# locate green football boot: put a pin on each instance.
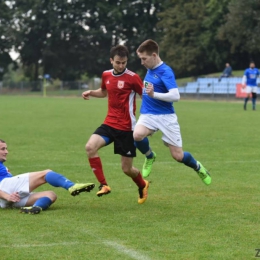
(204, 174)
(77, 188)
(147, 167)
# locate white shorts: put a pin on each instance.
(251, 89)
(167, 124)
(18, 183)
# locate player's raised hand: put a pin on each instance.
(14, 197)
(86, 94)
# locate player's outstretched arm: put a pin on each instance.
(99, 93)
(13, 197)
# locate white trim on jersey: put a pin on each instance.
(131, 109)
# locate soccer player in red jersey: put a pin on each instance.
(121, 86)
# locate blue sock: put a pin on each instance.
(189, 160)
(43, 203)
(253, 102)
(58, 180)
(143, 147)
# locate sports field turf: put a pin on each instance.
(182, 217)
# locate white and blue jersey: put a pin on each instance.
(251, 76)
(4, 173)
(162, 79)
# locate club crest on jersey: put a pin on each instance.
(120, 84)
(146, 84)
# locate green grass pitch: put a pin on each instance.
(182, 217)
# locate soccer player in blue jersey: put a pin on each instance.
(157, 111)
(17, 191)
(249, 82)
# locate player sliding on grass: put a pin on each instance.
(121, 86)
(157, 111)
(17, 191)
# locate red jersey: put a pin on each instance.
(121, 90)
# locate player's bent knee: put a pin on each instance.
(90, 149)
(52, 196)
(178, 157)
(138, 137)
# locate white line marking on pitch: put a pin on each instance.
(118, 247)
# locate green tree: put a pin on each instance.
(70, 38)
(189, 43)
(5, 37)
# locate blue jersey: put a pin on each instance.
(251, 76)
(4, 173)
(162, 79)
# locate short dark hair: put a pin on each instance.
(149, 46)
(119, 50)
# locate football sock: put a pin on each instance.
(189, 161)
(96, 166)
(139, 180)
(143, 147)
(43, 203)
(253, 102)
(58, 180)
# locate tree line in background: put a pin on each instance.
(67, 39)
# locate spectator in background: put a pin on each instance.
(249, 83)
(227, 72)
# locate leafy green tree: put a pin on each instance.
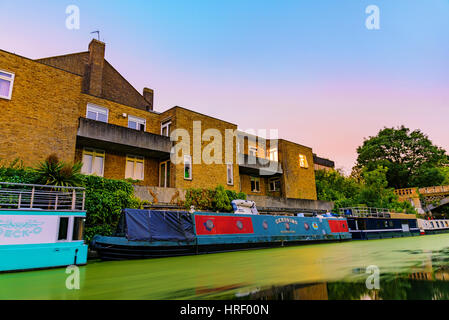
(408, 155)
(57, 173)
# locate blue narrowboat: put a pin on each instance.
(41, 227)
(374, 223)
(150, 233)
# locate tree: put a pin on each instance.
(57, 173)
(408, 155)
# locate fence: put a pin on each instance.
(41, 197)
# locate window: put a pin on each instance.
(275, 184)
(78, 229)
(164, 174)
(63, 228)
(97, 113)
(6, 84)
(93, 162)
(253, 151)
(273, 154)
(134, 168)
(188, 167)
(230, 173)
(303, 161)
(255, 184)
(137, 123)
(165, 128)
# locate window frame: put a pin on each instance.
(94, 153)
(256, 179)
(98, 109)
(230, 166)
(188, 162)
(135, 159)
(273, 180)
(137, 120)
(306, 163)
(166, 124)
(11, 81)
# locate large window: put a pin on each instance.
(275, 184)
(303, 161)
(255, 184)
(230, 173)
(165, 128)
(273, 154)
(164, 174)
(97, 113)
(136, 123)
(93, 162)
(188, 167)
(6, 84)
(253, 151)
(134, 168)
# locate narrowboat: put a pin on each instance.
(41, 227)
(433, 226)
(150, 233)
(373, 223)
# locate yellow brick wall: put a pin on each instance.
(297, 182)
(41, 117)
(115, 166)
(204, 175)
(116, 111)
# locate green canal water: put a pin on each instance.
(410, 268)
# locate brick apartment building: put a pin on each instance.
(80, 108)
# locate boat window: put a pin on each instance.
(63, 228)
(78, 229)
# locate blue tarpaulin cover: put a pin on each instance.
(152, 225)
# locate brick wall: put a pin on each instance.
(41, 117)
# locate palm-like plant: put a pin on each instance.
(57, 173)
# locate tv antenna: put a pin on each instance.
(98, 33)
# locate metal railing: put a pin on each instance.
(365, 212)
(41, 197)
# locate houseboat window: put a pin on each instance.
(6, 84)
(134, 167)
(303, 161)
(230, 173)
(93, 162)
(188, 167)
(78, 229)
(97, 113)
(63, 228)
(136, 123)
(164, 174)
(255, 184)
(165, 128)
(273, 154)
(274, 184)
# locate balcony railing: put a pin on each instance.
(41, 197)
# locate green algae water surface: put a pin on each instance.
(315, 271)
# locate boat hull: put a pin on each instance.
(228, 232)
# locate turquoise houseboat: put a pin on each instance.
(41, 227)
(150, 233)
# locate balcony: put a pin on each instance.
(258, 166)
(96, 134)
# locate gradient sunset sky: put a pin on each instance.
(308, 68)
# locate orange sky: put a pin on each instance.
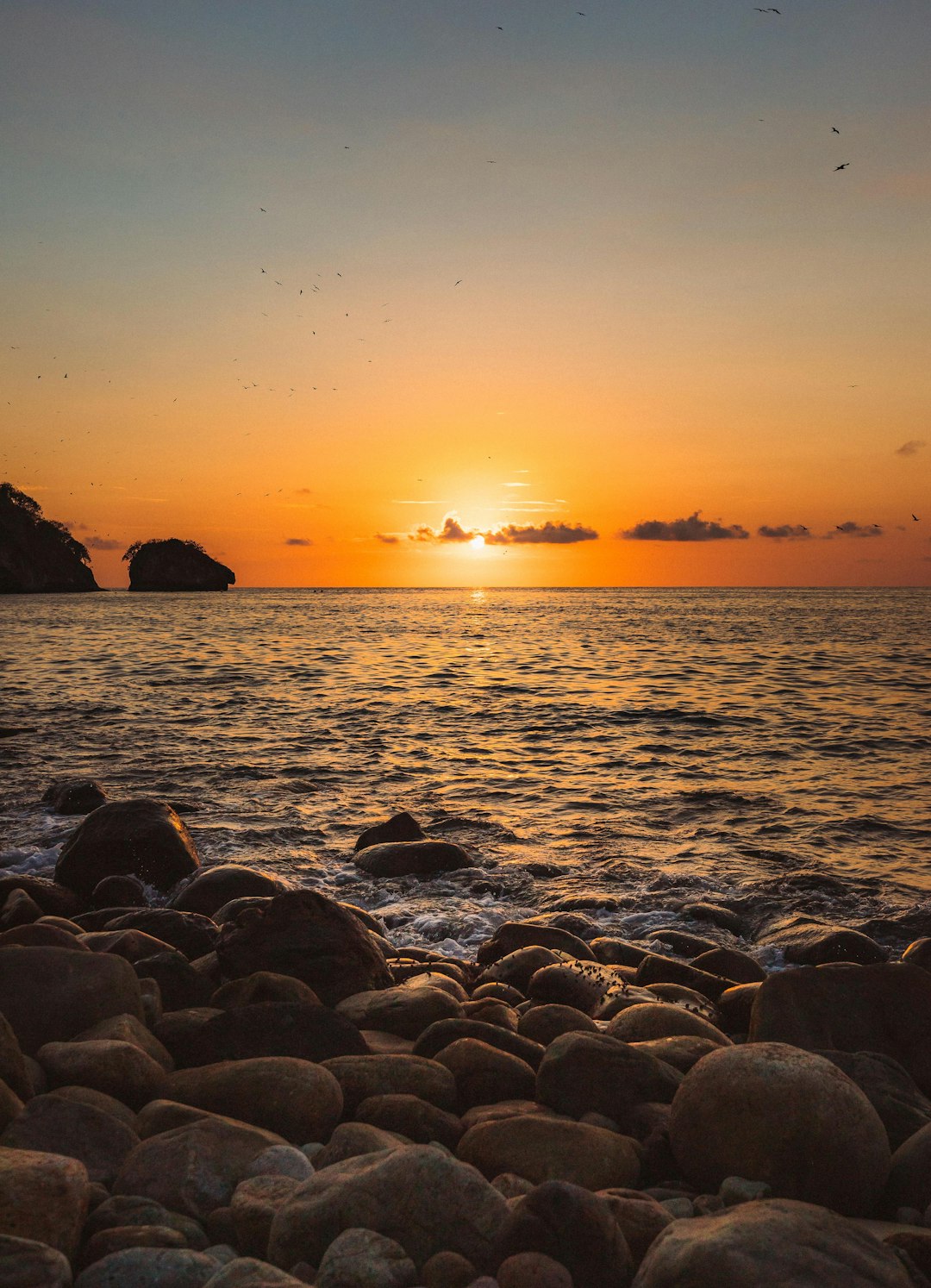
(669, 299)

——————

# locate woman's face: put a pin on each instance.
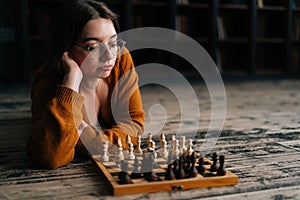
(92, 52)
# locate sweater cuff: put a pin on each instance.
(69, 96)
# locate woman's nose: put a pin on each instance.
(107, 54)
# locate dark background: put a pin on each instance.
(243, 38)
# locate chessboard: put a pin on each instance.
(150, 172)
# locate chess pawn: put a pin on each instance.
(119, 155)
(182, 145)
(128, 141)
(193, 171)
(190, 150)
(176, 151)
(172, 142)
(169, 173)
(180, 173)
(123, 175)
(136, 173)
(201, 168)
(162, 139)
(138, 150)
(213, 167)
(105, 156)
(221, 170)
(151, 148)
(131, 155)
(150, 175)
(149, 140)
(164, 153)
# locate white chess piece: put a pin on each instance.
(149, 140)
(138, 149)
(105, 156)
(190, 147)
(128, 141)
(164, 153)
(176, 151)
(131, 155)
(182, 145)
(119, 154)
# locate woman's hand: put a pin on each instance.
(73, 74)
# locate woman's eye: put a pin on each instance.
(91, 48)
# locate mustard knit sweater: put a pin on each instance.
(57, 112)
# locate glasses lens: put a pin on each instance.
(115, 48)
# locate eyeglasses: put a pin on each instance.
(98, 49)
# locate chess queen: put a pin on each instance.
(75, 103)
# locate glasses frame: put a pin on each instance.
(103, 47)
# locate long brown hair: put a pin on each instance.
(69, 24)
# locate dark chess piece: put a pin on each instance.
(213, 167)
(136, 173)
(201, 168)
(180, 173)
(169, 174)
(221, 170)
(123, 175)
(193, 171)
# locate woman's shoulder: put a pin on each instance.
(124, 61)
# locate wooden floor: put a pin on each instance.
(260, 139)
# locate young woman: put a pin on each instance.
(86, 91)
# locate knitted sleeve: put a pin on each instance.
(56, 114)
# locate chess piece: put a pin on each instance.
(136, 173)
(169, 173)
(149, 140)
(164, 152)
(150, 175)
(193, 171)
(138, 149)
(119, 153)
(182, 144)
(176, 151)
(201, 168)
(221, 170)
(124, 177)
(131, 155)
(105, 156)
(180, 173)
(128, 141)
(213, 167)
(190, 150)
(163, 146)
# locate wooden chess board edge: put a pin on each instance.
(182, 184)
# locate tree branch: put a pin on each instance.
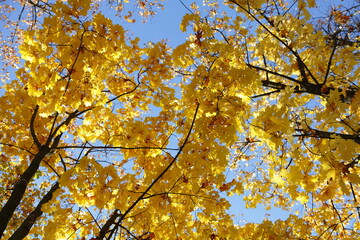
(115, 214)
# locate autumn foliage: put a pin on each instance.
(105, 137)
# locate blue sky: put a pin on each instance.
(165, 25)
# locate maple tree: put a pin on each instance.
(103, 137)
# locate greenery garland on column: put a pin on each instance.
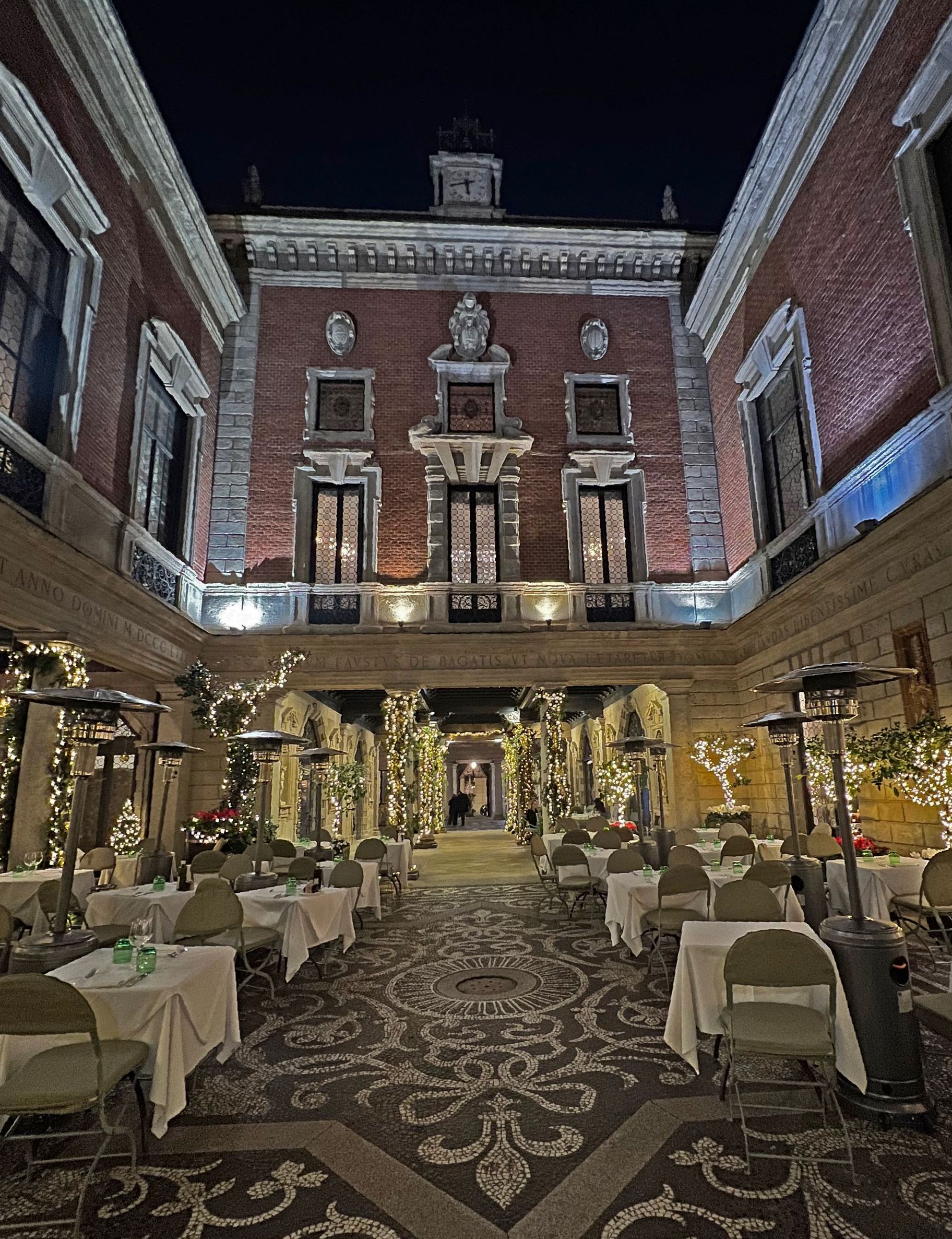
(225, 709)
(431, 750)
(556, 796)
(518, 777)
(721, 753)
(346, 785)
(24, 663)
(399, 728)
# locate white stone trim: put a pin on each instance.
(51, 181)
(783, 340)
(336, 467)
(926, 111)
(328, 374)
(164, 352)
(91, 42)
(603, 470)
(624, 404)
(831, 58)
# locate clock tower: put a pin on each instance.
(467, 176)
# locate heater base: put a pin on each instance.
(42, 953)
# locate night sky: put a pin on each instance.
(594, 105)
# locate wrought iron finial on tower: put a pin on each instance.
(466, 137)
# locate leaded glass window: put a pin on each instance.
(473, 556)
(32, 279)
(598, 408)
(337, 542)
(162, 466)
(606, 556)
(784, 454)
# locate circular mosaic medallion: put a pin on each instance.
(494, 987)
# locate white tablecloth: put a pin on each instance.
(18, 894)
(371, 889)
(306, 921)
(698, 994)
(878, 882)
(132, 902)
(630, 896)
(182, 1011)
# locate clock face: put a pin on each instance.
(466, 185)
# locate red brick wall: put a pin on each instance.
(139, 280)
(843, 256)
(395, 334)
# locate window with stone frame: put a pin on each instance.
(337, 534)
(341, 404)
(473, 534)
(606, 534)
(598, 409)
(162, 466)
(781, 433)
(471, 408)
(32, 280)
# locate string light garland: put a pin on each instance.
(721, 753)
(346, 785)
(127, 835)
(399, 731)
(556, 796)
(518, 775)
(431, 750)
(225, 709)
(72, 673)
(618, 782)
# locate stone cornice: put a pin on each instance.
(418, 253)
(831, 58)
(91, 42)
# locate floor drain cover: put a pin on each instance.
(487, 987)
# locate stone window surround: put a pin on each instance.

——————

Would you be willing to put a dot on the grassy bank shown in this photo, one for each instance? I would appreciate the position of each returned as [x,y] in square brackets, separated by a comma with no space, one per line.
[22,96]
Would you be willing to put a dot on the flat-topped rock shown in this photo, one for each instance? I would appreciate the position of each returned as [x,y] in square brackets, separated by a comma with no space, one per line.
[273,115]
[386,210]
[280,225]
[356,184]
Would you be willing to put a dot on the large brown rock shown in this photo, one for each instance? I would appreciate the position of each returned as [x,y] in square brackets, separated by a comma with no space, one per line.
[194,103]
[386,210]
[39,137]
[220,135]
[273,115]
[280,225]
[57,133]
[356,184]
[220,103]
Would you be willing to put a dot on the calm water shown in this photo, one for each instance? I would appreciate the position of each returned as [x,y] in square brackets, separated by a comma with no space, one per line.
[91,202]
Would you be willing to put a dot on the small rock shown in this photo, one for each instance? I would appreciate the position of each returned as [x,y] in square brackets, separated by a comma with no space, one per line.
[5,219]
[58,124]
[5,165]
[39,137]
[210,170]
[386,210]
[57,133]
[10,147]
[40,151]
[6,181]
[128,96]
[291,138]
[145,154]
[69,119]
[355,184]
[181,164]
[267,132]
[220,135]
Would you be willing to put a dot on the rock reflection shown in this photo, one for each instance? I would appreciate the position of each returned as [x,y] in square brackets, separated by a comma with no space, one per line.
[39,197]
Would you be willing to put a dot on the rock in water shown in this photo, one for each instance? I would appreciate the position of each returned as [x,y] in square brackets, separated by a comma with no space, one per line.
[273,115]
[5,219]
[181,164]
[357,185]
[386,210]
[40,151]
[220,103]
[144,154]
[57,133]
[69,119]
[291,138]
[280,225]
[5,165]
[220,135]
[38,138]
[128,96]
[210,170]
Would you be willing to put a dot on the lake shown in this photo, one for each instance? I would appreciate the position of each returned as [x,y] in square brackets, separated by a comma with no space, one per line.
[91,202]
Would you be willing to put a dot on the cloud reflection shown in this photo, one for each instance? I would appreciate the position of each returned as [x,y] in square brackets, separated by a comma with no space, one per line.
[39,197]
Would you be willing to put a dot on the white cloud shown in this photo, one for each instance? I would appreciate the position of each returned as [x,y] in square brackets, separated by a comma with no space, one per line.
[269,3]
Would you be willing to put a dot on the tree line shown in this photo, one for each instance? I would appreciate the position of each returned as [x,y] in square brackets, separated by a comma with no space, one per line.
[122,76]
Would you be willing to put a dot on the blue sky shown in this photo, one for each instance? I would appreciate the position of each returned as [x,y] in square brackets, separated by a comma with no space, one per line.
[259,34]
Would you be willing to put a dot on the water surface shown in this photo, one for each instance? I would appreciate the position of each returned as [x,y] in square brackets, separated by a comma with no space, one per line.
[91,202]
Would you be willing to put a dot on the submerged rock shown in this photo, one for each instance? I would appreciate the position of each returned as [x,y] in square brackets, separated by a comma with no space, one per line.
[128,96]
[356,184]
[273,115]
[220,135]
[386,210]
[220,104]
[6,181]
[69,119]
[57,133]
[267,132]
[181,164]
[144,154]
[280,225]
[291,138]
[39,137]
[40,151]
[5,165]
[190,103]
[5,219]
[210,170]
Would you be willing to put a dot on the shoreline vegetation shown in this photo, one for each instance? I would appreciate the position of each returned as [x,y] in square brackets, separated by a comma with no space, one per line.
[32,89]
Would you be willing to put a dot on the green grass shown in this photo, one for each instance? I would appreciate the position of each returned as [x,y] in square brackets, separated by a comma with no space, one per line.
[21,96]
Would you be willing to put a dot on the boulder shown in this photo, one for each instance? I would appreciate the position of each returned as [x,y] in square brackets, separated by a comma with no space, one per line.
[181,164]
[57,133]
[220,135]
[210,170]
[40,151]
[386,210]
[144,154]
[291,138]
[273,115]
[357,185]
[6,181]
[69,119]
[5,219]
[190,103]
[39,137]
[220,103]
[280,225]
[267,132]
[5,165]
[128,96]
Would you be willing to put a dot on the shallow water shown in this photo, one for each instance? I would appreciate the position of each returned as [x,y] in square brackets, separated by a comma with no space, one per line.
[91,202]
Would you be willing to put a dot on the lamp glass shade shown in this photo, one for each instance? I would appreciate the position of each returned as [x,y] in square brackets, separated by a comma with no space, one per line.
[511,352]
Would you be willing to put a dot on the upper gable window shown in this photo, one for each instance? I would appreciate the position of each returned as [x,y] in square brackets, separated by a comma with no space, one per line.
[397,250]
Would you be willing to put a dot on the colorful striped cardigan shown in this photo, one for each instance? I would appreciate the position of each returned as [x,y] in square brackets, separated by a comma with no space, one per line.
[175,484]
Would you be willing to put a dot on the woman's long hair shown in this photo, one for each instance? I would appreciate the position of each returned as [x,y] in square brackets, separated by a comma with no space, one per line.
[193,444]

——————

> _EXERCISE AIM_
Please pull out every line above that contains the word "sweater" and copy each one in full.

> _RESULT OF THE EXERCISE_
# locate sweater cuff: put a pin on each instance.
# locate mustard knit sweater: put a pin on each instance.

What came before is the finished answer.